CABREI

Mostra

L’esposizione, inaugurata presso la Sede accademica il 18 gennaio 2012, è suddivisa in due parti: una storica con opere antiche (dal XVII al XIX sec.), realizzata grazie al disinteressato prestito di Famiglie di Georgofili (Ginori Lisci, Mazzei, Rimbotti, Contini Bonacossi, Frescobaldi, Conti) e curata da Davide Fiorino, ed una di opere contemporanee di Paquito Forster, curata da Lorenzo Nannelli.
Una definizione del termine cabreo, a suo tempo suggerita da Leonardo Ginori Lisci, può essere: Raccolta di mappe, prospetti di edifici, eseguiti a mano, della stessa misura e datazione, rappresentanti beni urbani e rurali di enti e privati; il tutto rilegato in volume (Cabrei in Toscana, raccolte di mappe,prospetti e vedute …, Firenze, 1978); il termine si fa risalire al nome dei registri dei privilegi della monarchia castigliana, voluti nella prima metà del Trecento da Alfonso di Aragona: dal latino “caput breve”, cioè letteralmente registro principale conciso, divenuto nel latino medievale “capibrevium” e dunque “cabreo”.

------------------------------------------------------------

» **Consegna a**:
Mostra, per favore, ogni riga delle voci in cui compare la parola "soccer".
Le voci qui sotto non hanno alcun legame con il testo sui cabrei.

» **Righe dei dati**:
------------------------------------------------------------

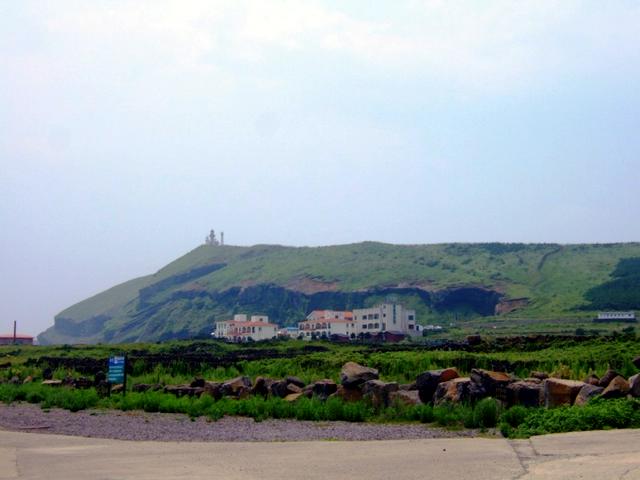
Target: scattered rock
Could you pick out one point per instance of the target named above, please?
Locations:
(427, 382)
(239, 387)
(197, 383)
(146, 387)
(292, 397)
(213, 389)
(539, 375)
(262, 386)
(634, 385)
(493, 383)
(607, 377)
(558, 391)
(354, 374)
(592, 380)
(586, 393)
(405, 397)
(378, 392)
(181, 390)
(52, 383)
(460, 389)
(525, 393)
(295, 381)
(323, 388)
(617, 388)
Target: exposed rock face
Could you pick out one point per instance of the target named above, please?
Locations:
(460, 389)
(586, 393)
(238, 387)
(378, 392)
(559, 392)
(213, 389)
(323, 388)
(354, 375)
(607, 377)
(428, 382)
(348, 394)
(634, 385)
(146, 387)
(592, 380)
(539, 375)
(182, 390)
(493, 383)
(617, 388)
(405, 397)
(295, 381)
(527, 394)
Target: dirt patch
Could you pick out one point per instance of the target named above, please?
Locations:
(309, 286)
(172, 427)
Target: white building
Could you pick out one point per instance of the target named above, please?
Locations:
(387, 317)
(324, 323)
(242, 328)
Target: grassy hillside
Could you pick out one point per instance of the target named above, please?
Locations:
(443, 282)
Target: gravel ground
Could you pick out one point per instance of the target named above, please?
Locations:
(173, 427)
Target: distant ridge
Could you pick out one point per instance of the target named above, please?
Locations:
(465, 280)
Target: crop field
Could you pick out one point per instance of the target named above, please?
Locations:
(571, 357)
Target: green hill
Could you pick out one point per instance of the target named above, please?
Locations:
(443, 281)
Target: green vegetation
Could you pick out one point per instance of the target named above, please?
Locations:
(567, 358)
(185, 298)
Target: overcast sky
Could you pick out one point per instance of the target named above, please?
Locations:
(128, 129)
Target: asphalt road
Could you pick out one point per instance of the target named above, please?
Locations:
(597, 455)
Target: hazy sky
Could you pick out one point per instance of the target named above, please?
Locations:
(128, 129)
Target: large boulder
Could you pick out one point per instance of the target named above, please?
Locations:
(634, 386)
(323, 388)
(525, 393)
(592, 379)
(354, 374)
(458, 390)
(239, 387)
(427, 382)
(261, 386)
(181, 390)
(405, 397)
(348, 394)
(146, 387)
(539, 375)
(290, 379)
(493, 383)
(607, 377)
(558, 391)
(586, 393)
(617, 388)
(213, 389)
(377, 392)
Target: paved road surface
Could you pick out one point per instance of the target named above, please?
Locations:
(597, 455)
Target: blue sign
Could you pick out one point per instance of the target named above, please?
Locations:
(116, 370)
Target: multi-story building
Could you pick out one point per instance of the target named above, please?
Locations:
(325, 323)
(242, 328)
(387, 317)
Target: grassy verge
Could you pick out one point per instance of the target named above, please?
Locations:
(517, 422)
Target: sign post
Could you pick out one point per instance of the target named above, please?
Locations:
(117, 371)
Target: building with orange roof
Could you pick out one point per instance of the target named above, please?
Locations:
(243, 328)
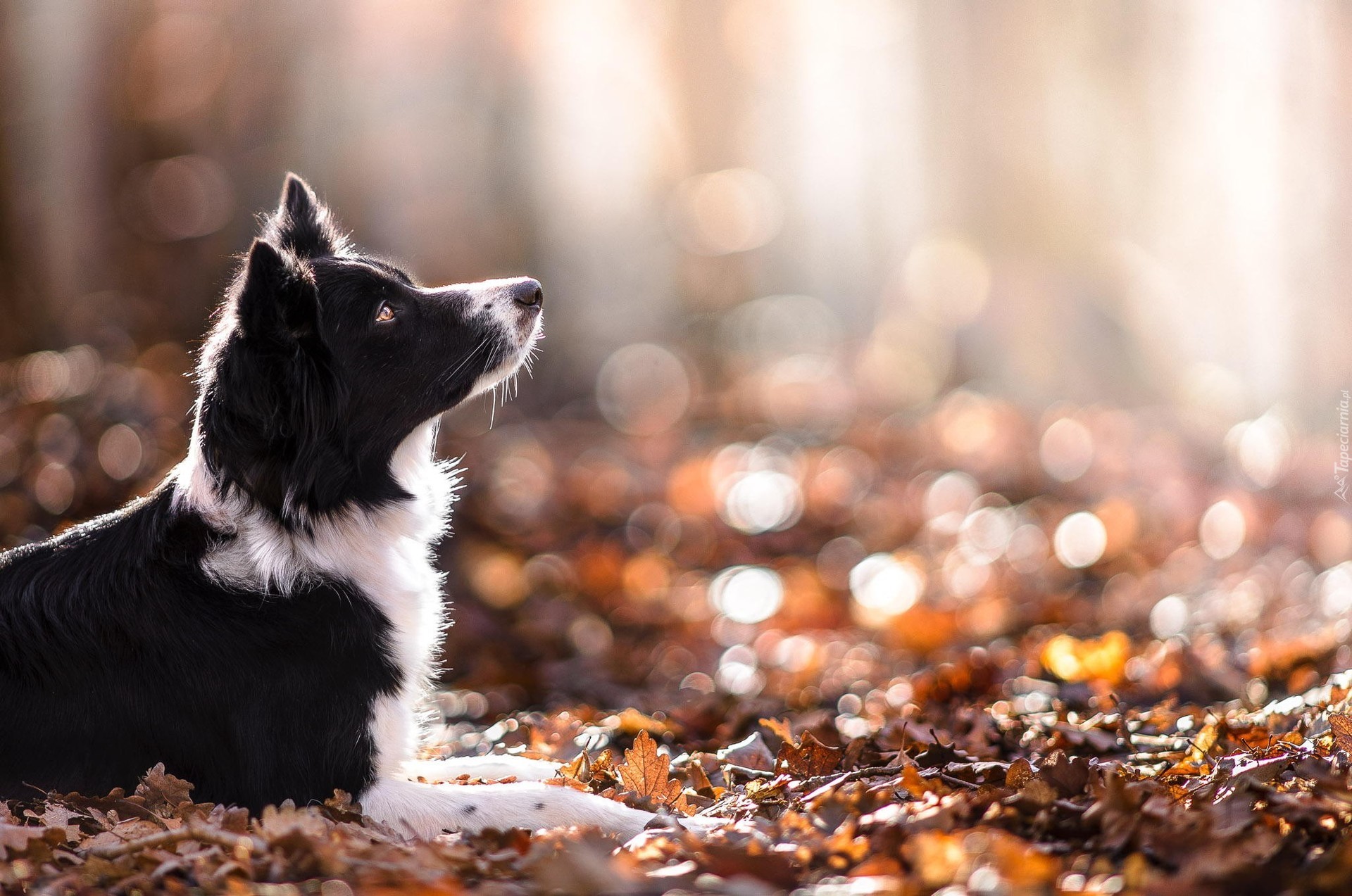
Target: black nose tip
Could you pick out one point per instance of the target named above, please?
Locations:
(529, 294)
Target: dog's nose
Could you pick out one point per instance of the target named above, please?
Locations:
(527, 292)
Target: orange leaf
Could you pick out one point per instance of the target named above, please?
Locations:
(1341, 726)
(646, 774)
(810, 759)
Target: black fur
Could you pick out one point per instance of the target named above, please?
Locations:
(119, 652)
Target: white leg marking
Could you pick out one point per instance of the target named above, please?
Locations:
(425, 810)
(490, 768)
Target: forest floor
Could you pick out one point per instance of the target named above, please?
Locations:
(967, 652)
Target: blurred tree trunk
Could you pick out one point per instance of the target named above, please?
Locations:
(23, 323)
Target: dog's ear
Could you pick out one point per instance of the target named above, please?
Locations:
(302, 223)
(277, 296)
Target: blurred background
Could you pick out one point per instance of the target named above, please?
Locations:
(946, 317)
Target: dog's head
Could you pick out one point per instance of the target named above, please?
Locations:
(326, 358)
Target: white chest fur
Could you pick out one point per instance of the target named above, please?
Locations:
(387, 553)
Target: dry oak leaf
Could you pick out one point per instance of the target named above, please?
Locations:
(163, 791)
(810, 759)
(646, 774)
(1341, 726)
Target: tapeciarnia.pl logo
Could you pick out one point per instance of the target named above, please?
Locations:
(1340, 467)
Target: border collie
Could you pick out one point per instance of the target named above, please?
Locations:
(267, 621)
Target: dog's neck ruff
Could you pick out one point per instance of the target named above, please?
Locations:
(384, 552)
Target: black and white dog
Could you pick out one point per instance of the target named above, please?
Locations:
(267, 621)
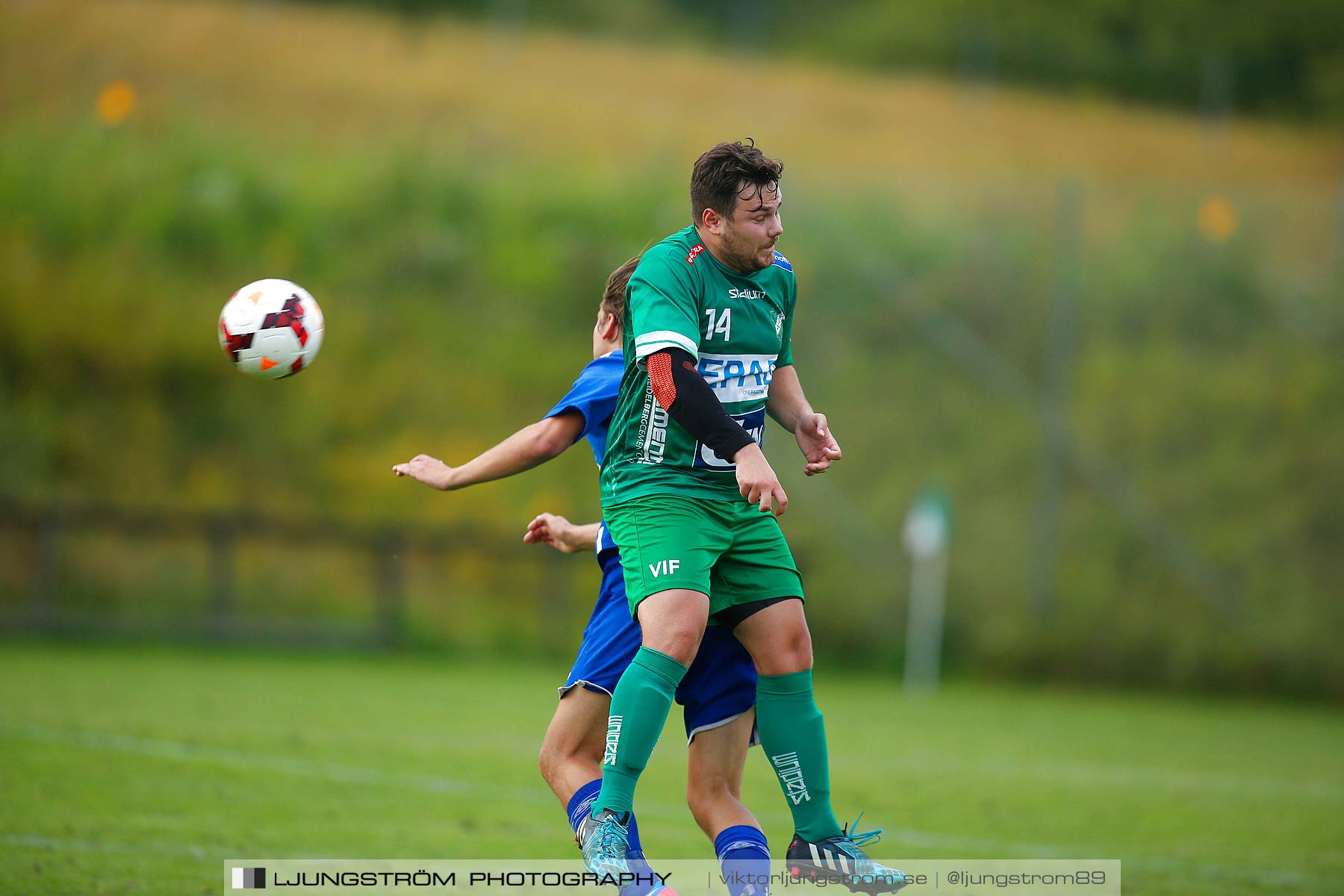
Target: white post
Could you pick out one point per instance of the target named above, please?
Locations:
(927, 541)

------------------------------------------------------------

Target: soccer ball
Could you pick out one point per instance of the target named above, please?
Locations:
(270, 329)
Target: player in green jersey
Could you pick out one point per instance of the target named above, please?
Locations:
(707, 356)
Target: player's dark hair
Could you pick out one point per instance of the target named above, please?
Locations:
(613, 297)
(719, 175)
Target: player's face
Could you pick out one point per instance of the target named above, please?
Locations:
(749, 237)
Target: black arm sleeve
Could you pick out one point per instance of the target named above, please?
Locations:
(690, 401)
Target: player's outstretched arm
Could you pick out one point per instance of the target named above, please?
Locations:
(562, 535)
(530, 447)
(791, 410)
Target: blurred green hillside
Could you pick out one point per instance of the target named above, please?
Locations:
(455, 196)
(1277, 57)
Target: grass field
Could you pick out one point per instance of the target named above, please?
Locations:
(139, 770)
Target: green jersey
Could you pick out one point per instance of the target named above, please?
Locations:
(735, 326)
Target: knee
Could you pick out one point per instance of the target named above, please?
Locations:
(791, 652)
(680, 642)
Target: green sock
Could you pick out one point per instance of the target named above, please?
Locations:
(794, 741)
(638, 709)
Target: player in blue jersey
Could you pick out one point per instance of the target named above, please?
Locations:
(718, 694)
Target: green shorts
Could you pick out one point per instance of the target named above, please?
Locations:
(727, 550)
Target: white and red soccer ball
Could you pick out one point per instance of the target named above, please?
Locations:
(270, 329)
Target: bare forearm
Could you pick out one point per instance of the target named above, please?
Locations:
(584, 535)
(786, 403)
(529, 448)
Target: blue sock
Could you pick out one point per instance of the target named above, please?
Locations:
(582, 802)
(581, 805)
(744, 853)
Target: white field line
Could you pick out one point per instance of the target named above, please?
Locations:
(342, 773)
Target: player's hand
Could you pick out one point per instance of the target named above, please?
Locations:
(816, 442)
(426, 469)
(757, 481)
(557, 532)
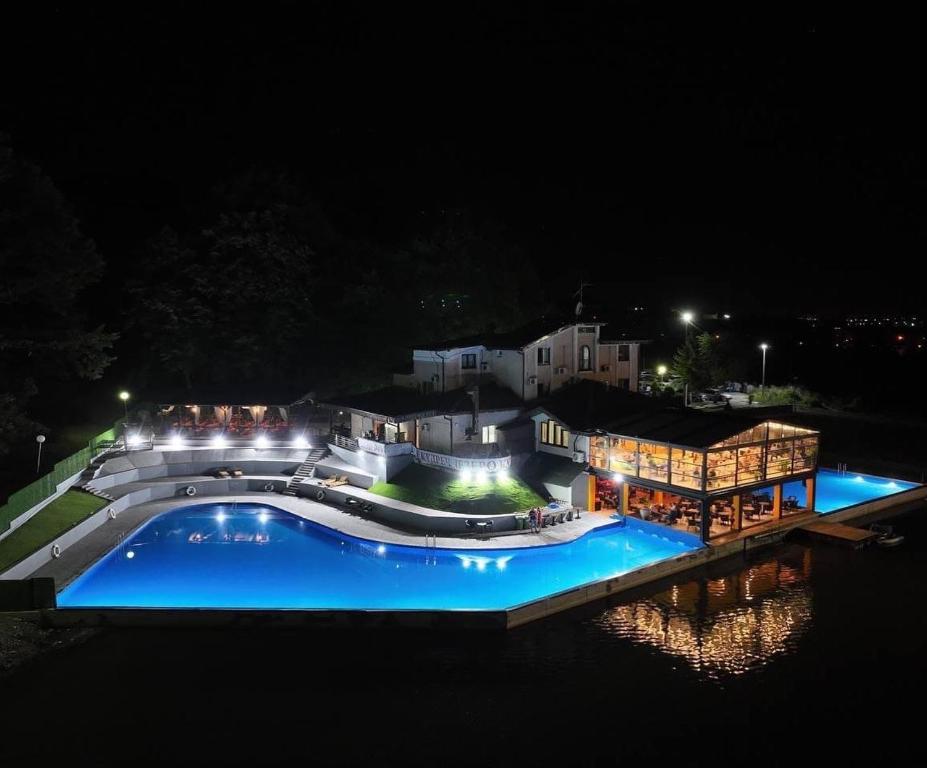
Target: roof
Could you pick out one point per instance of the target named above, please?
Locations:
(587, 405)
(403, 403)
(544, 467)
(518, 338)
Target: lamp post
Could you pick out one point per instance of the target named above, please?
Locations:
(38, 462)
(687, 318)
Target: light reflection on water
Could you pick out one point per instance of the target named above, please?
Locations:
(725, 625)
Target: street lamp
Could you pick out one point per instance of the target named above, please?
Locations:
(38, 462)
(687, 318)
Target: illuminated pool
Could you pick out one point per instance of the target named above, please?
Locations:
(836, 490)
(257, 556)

------------------------------------------------------------

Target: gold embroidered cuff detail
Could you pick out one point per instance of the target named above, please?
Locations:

------------------------------------------------------------

» **Consegna b**:
Traduci in inglese questa frase del testo sui cabrei: «L’esposizione, inaugurata presso la Sede accademica il 18 gennaio 2012, è suddivisa in due parti: una storica con opere antiche (dal XVII al XIX sec.), realizzata grazie al disinteressato prestito di Famiglie di Georgofili (Ginori Lisci, Mazzei, Rimbotti, Contini Bonacossi, Frescobaldi, Conti) e curata da Davide Fiorino, ed una di opere contemporanee di Paquito Forster, curata da Lorenzo Nannelli.»

» **Soluzione svolta a**:
Target: soccer ball
Target: white and red soccer ball

» **Soluzione svolta b**:
The exhibition, inaugurated at the Academy's headquarters on January 18, 2012, is divided into two parts: a historical one with antique works (from the 17th to the 19th century), made possible by the generous loan from Georgofili families (Ginori Lisci, Mazzei, Rimbotti, Contini Bonacossi, Frescobaldi, Conti) and curated by Davide Fiorino, and one of contemporary works by Paquito Forster, curated by Lorenzo Nannelli.